SHORT TASK: Please copy out every line below that contains the word "parking".

AVAILABLE RECORDS:
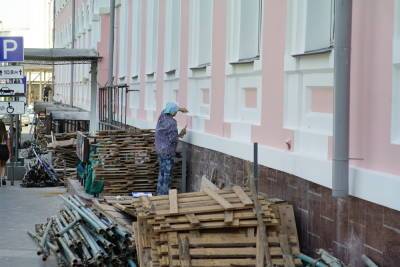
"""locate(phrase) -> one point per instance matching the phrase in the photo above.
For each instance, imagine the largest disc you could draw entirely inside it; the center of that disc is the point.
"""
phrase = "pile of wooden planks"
(212, 228)
(127, 162)
(64, 152)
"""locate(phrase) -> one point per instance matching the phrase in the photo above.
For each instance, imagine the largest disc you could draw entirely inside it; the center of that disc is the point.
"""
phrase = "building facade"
(262, 71)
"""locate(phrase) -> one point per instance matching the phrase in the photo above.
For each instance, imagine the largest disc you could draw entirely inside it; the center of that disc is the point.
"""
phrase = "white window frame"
(123, 40)
(238, 40)
(395, 125)
(301, 33)
(200, 35)
(136, 35)
(172, 35)
(151, 36)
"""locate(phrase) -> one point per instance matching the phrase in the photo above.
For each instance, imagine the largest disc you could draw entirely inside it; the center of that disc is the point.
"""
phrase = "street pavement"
(20, 209)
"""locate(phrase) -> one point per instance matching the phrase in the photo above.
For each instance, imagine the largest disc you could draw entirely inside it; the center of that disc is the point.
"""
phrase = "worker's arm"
(183, 132)
(183, 110)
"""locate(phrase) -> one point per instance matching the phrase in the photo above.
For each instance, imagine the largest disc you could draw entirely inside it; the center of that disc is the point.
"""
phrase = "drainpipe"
(54, 41)
(71, 92)
(340, 170)
(111, 59)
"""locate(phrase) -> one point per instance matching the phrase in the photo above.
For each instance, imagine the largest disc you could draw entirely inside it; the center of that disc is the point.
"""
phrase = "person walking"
(4, 152)
(166, 140)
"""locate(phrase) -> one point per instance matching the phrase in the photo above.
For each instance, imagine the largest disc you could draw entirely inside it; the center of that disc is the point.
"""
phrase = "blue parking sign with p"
(11, 49)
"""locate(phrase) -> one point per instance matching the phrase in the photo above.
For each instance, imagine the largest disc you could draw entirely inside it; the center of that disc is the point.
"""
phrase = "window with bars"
(245, 20)
(201, 13)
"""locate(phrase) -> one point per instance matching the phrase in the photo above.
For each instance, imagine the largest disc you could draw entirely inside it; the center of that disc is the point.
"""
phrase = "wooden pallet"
(127, 162)
(210, 228)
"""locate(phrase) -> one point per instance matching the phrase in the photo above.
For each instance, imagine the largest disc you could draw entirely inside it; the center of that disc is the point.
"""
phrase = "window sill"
(170, 72)
(201, 67)
(245, 61)
(325, 50)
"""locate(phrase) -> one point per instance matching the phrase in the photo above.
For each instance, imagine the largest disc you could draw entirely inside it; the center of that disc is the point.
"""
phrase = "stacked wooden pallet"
(127, 162)
(64, 152)
(211, 228)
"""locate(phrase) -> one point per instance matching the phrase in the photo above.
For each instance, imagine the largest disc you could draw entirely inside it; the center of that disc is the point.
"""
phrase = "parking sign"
(11, 49)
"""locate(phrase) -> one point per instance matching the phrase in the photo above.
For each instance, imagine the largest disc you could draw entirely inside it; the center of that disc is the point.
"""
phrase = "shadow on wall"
(347, 227)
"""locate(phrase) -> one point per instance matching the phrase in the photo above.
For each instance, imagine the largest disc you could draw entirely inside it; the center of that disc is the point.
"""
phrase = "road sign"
(11, 49)
(11, 72)
(12, 89)
(12, 107)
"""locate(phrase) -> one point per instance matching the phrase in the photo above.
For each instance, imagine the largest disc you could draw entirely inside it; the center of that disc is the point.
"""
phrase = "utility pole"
(111, 61)
(341, 117)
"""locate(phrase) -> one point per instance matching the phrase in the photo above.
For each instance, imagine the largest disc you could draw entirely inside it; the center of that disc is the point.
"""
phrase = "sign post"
(12, 86)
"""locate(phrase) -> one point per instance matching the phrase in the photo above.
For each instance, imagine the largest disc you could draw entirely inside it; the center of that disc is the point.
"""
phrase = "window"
(312, 23)
(200, 32)
(172, 35)
(136, 26)
(123, 42)
(245, 29)
(151, 36)
(319, 24)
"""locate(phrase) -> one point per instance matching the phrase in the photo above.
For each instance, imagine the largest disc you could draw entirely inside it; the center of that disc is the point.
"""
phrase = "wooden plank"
(228, 217)
(213, 194)
(184, 253)
(242, 195)
(207, 183)
(193, 219)
(287, 256)
(173, 201)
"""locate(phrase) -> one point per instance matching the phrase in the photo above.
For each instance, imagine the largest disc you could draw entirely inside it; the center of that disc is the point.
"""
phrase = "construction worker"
(166, 141)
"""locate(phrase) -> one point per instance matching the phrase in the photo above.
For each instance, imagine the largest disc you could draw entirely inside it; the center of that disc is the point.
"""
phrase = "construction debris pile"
(77, 236)
(212, 228)
(41, 130)
(64, 151)
(64, 158)
(40, 174)
(127, 162)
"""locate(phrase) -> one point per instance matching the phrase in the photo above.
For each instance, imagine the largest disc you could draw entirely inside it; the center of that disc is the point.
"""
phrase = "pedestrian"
(166, 141)
(4, 152)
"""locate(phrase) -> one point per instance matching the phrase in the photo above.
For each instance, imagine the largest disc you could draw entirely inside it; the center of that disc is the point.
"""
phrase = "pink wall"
(142, 76)
(102, 47)
(216, 123)
(371, 86)
(183, 64)
(370, 78)
(322, 99)
(271, 131)
(160, 56)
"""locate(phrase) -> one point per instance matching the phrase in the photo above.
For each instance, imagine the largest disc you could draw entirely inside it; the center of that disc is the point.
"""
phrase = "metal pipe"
(74, 236)
(65, 235)
(255, 165)
(93, 98)
(83, 215)
(311, 261)
(341, 118)
(92, 243)
(71, 93)
(72, 260)
(89, 213)
(68, 227)
(131, 263)
(46, 233)
(368, 261)
(111, 57)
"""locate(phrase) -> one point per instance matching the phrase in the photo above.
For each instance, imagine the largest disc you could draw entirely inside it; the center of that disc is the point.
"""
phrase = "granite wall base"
(346, 227)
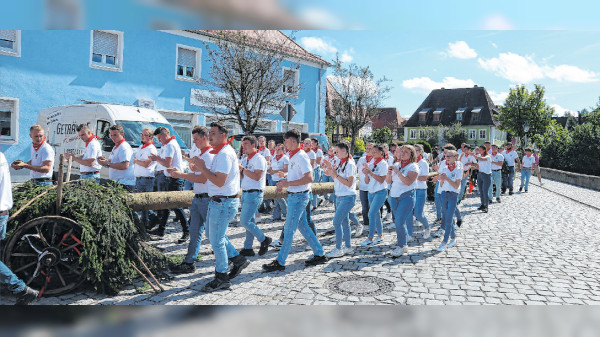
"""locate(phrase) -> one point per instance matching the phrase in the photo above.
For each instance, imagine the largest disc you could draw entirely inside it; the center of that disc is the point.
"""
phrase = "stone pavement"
(532, 248)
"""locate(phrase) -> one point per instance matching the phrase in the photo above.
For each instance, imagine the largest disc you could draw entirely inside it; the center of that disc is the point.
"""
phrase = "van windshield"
(133, 131)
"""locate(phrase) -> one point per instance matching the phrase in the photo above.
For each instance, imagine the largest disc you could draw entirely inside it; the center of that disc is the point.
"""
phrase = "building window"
(483, 134)
(10, 42)
(9, 118)
(291, 78)
(107, 50)
(188, 61)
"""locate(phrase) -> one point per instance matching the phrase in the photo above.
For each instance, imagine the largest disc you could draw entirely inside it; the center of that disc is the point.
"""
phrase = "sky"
(565, 62)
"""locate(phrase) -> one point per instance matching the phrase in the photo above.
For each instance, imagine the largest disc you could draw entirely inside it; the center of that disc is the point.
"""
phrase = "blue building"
(156, 69)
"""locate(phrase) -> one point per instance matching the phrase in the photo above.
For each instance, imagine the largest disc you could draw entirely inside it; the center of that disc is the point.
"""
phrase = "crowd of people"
(393, 177)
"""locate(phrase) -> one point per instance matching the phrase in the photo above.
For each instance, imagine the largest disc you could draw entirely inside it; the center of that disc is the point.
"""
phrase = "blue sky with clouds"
(565, 62)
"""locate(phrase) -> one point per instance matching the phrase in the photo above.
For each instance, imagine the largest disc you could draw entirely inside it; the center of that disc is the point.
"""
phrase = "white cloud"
(497, 22)
(461, 50)
(427, 84)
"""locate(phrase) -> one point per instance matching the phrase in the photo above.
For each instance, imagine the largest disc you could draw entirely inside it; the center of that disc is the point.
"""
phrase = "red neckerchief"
(147, 144)
(90, 140)
(37, 147)
(217, 149)
(292, 153)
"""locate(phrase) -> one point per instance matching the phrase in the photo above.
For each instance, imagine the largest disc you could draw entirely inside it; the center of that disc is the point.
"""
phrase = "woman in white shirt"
(484, 177)
(375, 173)
(344, 187)
(402, 176)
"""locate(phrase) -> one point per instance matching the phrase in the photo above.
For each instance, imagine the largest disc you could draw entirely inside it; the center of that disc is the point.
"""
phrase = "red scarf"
(37, 147)
(119, 143)
(292, 153)
(217, 149)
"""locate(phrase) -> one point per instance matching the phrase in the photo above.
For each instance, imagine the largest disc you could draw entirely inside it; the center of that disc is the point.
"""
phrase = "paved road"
(533, 248)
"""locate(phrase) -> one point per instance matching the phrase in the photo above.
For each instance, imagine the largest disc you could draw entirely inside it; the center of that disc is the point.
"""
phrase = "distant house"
(472, 107)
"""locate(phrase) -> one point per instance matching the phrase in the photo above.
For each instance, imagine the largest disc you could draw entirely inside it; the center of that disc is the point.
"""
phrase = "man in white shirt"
(7, 277)
(298, 183)
(223, 176)
(89, 168)
(170, 157)
(253, 170)
(42, 158)
(199, 208)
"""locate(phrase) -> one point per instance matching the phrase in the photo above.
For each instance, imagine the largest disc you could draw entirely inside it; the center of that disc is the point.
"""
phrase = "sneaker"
(247, 252)
(183, 268)
(399, 251)
(315, 260)
(184, 237)
(273, 266)
(264, 246)
(335, 253)
(221, 281)
(26, 296)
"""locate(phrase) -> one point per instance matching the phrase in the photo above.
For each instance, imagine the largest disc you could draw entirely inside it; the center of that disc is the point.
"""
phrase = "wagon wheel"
(45, 253)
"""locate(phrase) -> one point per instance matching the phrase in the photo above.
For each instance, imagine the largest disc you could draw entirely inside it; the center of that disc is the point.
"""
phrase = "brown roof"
(272, 37)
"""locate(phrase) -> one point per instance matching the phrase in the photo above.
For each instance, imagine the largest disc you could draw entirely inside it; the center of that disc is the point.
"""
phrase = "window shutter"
(105, 43)
(186, 58)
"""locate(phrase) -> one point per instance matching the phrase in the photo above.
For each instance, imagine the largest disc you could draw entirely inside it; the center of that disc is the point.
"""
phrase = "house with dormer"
(472, 107)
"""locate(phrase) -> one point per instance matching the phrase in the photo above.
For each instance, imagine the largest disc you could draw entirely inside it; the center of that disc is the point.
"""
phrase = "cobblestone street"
(532, 248)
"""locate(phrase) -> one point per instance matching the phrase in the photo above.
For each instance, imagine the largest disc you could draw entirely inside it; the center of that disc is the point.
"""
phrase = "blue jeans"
(296, 219)
(250, 202)
(484, 181)
(402, 207)
(376, 200)
(525, 175)
(341, 220)
(7, 277)
(219, 216)
(449, 200)
(198, 217)
(497, 181)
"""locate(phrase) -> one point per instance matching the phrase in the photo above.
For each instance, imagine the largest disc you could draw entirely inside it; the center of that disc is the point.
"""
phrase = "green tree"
(523, 106)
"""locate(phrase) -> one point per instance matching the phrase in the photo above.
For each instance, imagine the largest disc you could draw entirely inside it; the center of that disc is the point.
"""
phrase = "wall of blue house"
(54, 70)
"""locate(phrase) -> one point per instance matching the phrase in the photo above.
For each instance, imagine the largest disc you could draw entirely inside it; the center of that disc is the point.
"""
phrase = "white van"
(61, 123)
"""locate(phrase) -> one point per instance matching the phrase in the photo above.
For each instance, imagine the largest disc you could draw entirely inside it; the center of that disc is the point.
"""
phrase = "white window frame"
(198, 63)
(120, 46)
(14, 123)
(296, 82)
(485, 134)
(16, 51)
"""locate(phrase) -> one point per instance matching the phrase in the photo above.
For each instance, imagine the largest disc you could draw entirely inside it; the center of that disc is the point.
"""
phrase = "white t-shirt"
(172, 149)
(225, 162)
(497, 157)
(485, 166)
(278, 165)
(528, 161)
(92, 150)
(257, 163)
(510, 157)
(398, 187)
(423, 171)
(348, 169)
(454, 175)
(142, 155)
(120, 154)
(45, 153)
(380, 170)
(299, 165)
(6, 201)
(200, 188)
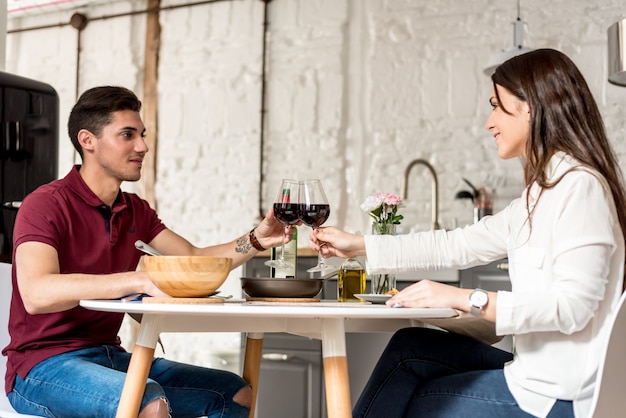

THE RESPONSE:
phrase = "blue parking sign with p"
phrase = "parking sign"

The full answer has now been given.